• _PROBLEM REQUIREMENTS_: Please repeat exactly the lines below from the one containing "point(62, 295)" down to the one containing "point(319, 127)", both included, and nothing else.

======

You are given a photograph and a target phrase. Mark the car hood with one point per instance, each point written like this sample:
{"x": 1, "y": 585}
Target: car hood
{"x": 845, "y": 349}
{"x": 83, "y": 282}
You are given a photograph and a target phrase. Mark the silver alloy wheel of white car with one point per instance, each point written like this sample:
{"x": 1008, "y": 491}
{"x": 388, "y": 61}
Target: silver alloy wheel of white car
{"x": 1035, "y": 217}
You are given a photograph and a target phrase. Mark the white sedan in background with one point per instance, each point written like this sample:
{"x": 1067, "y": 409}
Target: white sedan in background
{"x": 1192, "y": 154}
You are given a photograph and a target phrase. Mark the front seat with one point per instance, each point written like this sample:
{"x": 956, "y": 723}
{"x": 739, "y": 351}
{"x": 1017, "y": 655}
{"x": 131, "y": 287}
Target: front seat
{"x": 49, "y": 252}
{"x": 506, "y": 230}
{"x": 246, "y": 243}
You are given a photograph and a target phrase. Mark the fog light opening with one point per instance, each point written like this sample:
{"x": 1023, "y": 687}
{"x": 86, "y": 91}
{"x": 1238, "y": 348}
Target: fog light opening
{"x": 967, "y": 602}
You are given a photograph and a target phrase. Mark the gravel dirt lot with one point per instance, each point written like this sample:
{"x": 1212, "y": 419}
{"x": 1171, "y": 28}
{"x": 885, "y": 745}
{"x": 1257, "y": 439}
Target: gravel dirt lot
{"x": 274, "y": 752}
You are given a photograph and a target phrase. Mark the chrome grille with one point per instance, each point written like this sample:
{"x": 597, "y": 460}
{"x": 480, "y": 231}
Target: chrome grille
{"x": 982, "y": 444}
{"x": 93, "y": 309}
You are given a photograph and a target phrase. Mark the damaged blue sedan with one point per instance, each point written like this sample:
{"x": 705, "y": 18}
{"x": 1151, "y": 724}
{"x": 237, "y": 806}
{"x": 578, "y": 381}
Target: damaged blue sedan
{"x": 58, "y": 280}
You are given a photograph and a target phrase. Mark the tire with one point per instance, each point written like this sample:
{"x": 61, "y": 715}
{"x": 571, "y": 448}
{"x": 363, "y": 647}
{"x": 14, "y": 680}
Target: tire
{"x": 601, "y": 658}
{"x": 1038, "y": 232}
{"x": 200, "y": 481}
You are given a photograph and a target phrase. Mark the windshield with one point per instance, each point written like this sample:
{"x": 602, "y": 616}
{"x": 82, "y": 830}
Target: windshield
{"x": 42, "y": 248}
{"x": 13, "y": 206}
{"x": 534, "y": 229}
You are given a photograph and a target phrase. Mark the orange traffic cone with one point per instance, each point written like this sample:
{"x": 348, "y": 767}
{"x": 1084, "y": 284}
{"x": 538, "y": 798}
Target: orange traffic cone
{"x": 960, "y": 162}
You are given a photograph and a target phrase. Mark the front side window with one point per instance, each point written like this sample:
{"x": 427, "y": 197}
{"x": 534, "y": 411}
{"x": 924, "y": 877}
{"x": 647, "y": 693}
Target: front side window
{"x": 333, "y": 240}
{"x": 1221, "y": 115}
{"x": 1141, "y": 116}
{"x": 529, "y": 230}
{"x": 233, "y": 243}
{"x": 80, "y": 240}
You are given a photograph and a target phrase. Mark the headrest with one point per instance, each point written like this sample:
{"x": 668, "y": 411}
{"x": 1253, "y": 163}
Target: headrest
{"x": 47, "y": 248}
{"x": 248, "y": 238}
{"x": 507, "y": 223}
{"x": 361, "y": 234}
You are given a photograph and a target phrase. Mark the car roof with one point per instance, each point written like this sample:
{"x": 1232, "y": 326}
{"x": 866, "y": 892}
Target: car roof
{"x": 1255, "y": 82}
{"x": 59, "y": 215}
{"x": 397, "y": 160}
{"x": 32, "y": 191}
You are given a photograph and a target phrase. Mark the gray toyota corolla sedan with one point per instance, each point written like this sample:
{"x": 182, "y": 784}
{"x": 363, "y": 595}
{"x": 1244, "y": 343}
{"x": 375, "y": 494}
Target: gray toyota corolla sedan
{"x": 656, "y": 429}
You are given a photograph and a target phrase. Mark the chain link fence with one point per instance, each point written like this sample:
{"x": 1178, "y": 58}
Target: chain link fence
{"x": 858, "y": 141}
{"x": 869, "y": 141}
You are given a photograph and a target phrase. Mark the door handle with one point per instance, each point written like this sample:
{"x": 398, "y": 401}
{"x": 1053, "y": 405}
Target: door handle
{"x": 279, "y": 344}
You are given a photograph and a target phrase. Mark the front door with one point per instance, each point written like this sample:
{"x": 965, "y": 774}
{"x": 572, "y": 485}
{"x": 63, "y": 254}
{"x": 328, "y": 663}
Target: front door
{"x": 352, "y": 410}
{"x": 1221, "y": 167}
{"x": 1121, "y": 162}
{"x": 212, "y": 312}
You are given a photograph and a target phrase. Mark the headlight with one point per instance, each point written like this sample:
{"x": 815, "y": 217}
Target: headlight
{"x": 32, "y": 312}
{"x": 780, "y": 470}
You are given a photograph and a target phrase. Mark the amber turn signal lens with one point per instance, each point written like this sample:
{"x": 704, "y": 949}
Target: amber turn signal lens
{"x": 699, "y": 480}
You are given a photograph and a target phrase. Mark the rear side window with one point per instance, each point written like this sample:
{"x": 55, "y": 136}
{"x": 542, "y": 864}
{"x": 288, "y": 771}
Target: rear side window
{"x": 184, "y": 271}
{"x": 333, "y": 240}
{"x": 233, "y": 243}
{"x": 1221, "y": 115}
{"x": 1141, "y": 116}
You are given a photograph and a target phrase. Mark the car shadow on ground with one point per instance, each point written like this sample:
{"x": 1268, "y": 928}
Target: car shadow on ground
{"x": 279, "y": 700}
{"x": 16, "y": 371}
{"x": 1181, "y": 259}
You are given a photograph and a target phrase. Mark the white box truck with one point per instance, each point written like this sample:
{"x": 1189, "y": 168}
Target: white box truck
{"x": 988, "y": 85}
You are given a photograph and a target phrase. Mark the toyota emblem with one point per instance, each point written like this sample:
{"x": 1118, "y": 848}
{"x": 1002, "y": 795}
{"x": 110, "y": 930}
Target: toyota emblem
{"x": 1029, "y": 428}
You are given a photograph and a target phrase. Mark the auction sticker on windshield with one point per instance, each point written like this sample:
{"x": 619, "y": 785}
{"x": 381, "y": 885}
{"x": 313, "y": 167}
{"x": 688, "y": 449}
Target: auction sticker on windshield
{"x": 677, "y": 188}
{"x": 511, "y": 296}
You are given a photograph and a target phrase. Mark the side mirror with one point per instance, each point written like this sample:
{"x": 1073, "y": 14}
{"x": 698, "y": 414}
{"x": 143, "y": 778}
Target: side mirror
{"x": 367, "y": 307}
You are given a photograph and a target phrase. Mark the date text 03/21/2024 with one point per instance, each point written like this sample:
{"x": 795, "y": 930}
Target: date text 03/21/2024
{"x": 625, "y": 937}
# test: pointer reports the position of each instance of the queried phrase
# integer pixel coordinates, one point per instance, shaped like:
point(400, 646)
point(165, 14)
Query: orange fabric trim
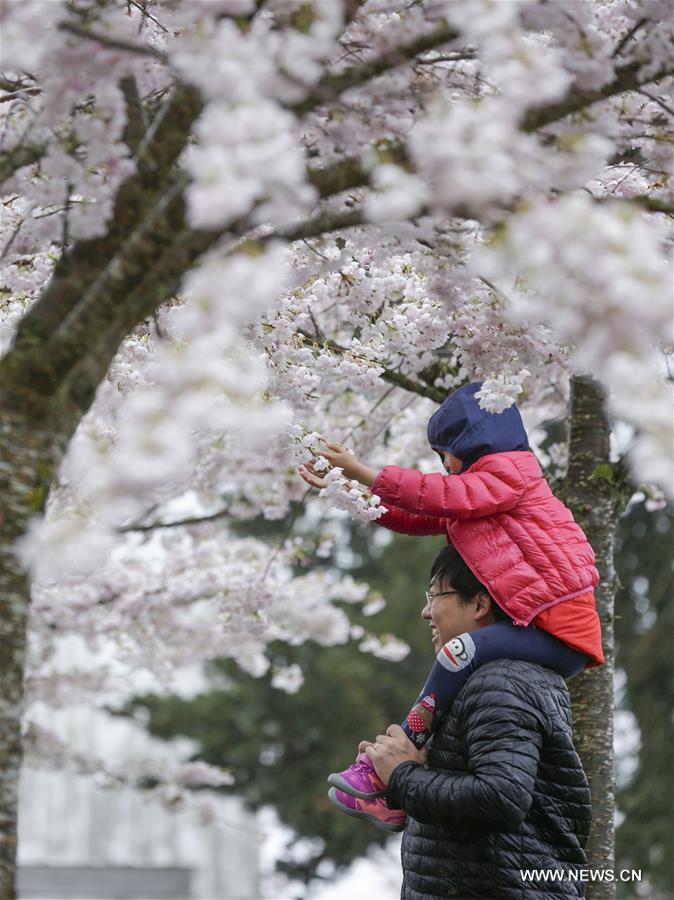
point(577, 624)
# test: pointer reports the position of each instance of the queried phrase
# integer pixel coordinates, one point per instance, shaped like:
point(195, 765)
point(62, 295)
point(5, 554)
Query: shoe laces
point(362, 768)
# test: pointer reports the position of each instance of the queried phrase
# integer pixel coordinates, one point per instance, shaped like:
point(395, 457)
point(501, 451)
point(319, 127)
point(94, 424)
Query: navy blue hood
point(468, 432)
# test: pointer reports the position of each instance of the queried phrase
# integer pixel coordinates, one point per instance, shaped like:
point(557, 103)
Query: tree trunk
point(593, 490)
point(28, 455)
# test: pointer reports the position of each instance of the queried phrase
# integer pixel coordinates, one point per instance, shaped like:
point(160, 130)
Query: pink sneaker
point(359, 780)
point(375, 811)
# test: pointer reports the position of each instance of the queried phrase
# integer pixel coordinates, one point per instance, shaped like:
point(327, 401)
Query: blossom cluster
point(503, 228)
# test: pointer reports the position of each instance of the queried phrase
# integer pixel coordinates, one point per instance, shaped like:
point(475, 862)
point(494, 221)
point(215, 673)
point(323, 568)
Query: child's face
point(451, 463)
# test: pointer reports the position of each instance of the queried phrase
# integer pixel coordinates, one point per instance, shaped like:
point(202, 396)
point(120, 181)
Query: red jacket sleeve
point(469, 496)
point(407, 523)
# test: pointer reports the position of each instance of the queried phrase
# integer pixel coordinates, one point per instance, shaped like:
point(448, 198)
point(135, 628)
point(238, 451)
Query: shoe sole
point(342, 784)
point(385, 826)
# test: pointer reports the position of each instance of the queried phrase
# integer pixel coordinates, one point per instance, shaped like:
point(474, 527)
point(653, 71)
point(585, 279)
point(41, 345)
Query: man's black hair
point(449, 567)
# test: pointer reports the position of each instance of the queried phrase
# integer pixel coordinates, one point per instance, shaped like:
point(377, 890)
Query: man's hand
point(340, 458)
point(390, 749)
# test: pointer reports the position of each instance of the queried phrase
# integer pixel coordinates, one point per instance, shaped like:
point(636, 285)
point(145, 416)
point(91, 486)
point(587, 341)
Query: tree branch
point(625, 80)
point(182, 523)
point(115, 43)
point(388, 375)
point(332, 85)
point(18, 157)
point(81, 266)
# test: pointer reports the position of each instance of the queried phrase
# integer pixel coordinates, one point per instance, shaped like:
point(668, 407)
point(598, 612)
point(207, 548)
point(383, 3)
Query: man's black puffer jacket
point(503, 790)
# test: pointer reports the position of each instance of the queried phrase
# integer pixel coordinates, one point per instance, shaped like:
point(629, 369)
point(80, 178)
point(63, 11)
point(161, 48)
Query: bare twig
point(181, 523)
point(114, 43)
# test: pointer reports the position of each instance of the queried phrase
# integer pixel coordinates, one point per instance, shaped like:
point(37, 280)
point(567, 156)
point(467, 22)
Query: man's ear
point(483, 604)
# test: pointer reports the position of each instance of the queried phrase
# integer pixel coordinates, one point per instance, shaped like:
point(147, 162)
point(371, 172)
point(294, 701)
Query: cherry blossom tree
point(231, 228)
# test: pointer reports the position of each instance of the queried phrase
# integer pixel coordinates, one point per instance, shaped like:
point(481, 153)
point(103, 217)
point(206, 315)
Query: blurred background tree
point(282, 747)
point(645, 639)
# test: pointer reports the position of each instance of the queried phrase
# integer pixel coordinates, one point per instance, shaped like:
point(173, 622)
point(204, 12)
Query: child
point(519, 540)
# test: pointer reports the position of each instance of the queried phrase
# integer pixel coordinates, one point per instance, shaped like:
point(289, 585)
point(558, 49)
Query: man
point(500, 787)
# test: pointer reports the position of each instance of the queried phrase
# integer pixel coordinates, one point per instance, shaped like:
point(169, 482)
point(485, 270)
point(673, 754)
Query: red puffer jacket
point(519, 540)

======

• _RESPONSE FOR THIS EXERCISE_:
point(62, 295)
point(5, 554)
Query: shoe laces
point(362, 768)
# test: pointer reports the position of each instance of the queried phrase
# integer pixel coordinates, one point per instance, shaped like:
point(395, 457)
point(501, 451)
point(319, 127)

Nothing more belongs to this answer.